_Set problem_: Copy each of the items below verbatim, line by line, with no changes.
>> Begin Material for this exercise
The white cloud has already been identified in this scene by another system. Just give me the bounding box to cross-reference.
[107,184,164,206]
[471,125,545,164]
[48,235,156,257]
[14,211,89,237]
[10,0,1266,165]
>> End Material for this exercise
_Result below_:
The white cloud has already been identified in this scene by another system. Just give me the bounding box to cross-reference.
[107,184,164,206]
[471,125,545,164]
[48,235,156,257]
[14,211,89,237]
[10,0,1266,165]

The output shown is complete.